■ **LISTE DES TÂCHES**:
A – D'après la critique de « Vauxhall And I », à quelle date a eu lieu la séance de dédicace organisée pour la sortie de l'album ?
B – Relevez dans la critique de « Vauxhall And I » toutes les personnes dont le décès en 1993 est rapporté.
C – Les affirmations suivantes sont-elles conformes à la critique de « Vauxhall And I » ? Répondez par oui ou par non à chacune et citez les mots du texte qui tranchent.
(i) L'album a atteint la première place des classements britanniques.
(ii) Steve Lillywhite a composé les chansons de l'album.
(iii) La direction du HMV attendait au maximum 500 personnes pour la dédicace.

Rock & Folk

Morrissey

- BENOIT SABATIER

“VAUXHALL AND I” PARLOPHONE

Si son humour décape dru, Morrissey n’est pas non plus réputé comme comique troupier. Ses chansons sont moins jouées aux enterremen­ts de vie de jeune fille qu’aux enterremen­ts tout court. Avec le funèbre “Vauxhall And I”, le cliché rejoint la réalité : la Faucheuse rôde autour de l’ex-Smiths. En janvier 1993, son manager, Nigel Thomas, meurt d’une crise cardiaque. Le mois suivant, Tim Broad, réalisateu­r de la plupart de ses clips, trépasse (sida). Et en avril, son ami Mick Ronson, avec qui Morrissey vient d’enregistre­r le magistral “Your Arsenal”, rejoint Terry Burns (cancer) : “Mick était très content qu’on se remette à écrire des chansons ensemble, pressé qu’on retourne en studio. Très positif au sujet de sa santé. Et puis trois jours plus tard, sa femme m’appelle pour m’annoncer sa mort.” Reclus dans sa maison de Camden, le Moz broie du noir. Il l’annonce officielle­ment : son prochain album sera son dernier. L’équipe pour ce testament : Boz Boorer et Alan Whyte aux compositio­ns, Steve Lillywhite à la production. Un trio qui fait un peu peine. D’ailleurs, à première écoute, de loin, dans le brouillard, “Vauxhall And I” sonne juste comme un grand disque sans prétention. Mais non. Le Moz (et ses trois clampins) nous ont pondu le successeur de “Something Else By The Kinks”, “Hunky Dory”, “The Stone Roses”, ces albums british qui, chaque décennie, rajoutent une pierre à l’édifice classic-pop. Pour sa sortie, une séance de dédicace est organisée le 15 mars 1994. La direction du HMV attend, comme pour Tina Turner, au max 500 personnes. 3000 fans internatio­naux, qui ont pioncé la nuit devant le magasin, le prennent d’assaut. “Vauxhall And I”, en plein avènement britpop, squatte la première place des charts UK – tout en allant également parader dans le Top 20 US. D’où sort le titre ? Vauxhall est un quartier de Londres connu pour ses clubs gay. Même idée pour le chef-d’oeuvre “Speedway”, surnom d’une route de Santa Monica peuplée de bars pédés — James Dean et Montgomery Clift venaient y faire du cruising. Chanson tétanisant­e. Comme l’onirique “Lifeguard Sleeping, Girl Drowning”, où un type lance : “Elle a mérité tout ce

qui lui arrive”, en regardant sa copine se noyer. “Vauxhall And I” ne sera pas le dernier album du Moz, mais son disque le plus tragique troupier.

■ **DONNÉES CI-DESSOUS**:
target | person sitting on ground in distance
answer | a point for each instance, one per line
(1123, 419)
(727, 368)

■ **RÉPONSES DANS L'ORDRE**:
A – Le 15 mars 1994.

B – Nigel Thomas, Tim Broad, Mick Ronson

C –
(i) Oui : « squatte la première place des charts UK ».
(ii) Non : « Steve Lillywhite à la production ».
(iii) Oui : « au max 500 personnes ».